A Victory For Free Speech
In the Netherlands:
The presiding judge said Wilders’ remarks were sometimes “hurtful,” “shocking” or “offensive,” but that they were made in the context of a public debate about Muslim integration and multi-culturalism, and therefore not a criminal act.
“I am extremely pleased and happy,” Wilders told reporters after the ruling. “This is not so much a win for myself, but a victory for freedom of speech. Fortunately you can criticize Islam and not be gagged in public debate.”
Meanwhile, back in the supposed land of the free and home of the brave, Yale has decided that criticism of some anti-semitism is off limits:
An antisemitism program needs scholars who deal with Qassam rockets, Grad rockets, and other rocket systems, not snowballs. Scholars who deal with satellite systems, and firebombs targeting Israeli civilians and tanks. Who study soldiers of Hamas, Hezbollah, and other antisemitic terror groups. It needs scholars who deal with Islamist thinkers, from Hasan al-Banna and Sayyid Qutb to Mohammad Chatami, Mahmoud Ahmadinejad, and Yusuf al-Qaradawi’s anti-Israel and pro-suicide-bombing fatwas.
It needs scholars who deal with the Muslim Brotherhood and Islamism — not only in Egypt, but in the entire Middle East, Europe, North America, and elsewhere. It needs scholars on Iran and the analysis of incitement to genocide.
It needs scholars on Turkey, lawful Islamism, and its relationship to anti-Zionism and antisemitism.
It needs scholars on Islamic jihad, terror, the Taliban, al-Qaeda, and homegrown terrorism in the West.
It needs scholars on left-wing, progressive, Muslim, and Neo-Nazi anti-Zionist antisemitism, and the ideologies and concepts of postorientalism, postcolonialism, and their possible relationship to antisemitism (e.g., in the work of Edward Said). And it needs scholars on antisemitism and anti-Israel propaganda in Western mass media in the 21st century.
There is nothing wrong with scholarship on France and Jewish history; it is important. But it shouldn’t be seen as a replacement for serious scholarship on contemporary antisemitism. The study of dead antisemites and past campaigns of vilification is already part of every single Jewish Studies department in the world. And dealing with Jewish literature (the topic of Samuels’ new book in 2010) has nothing to do with research on (contemporary) antisemitism.
Unfortunately, any serious anti-Semitism program at Yale would probably end up indicting much of the faculty there, which is probably why it was shut down to be replaced with the more anodyne one.

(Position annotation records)
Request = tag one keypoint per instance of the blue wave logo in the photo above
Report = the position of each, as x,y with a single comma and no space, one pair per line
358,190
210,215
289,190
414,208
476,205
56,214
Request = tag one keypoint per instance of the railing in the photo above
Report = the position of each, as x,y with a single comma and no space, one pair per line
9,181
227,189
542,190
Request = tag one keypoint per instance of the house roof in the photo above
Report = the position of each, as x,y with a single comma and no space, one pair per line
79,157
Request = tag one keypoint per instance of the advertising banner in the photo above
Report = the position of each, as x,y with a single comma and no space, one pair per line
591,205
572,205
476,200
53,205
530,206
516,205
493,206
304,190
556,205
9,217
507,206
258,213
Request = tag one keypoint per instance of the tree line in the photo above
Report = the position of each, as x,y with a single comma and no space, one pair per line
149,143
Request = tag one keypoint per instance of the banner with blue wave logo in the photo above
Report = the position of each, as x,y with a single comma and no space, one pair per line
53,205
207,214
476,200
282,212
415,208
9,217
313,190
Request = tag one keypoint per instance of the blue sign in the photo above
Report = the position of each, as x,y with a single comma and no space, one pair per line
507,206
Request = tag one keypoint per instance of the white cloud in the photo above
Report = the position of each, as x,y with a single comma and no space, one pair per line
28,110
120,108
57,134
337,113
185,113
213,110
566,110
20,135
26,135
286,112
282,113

» **WRITTEN INSTRUCTION A**
Copy everything in the free-speech article from "It needs scholars who deal with the" down to "the 21st century.", swapping in "Pakistan" wherever "Turkey" appears.
» **WRITTEN INSTRUCTION B**
In the free-speech article, what did the presiding judge say Wilders' remarks sometimes were?
The listing isn't needed for any of this.

» **EXPECTED OUTPUT A**
It needs scholars who deal with the Muslim Brotherhood and Islamism — not only in Egypt, but in the entire Middle East, Europe, North America, and elsewhere. It needs scholars on Iran and the analysis of incitement to genocide.
It needs scholars on Pakistan, lawful Islamism, and its relationship to anti-Zionism and antisemitism.
It needs scholars on Islamic jihad, terror, the Taliban, al-Qaeda, and homegrown terrorism in the West.
It needs scholars on left-wing, progressive, Muslim, and Neo-Nazi anti-Zionist antisemitism, and the ideologies and concepts of postorientalism, postcolonialism, and their possible relationship to antisemitism (e.g., in the work of Edward Said). And it needs scholars on antisemitism and anti-Israel propaganda in Western mass media in the 21st century.

» **EXPECTED OUTPUT B**
"Hurtful," "shocking" or "offensive."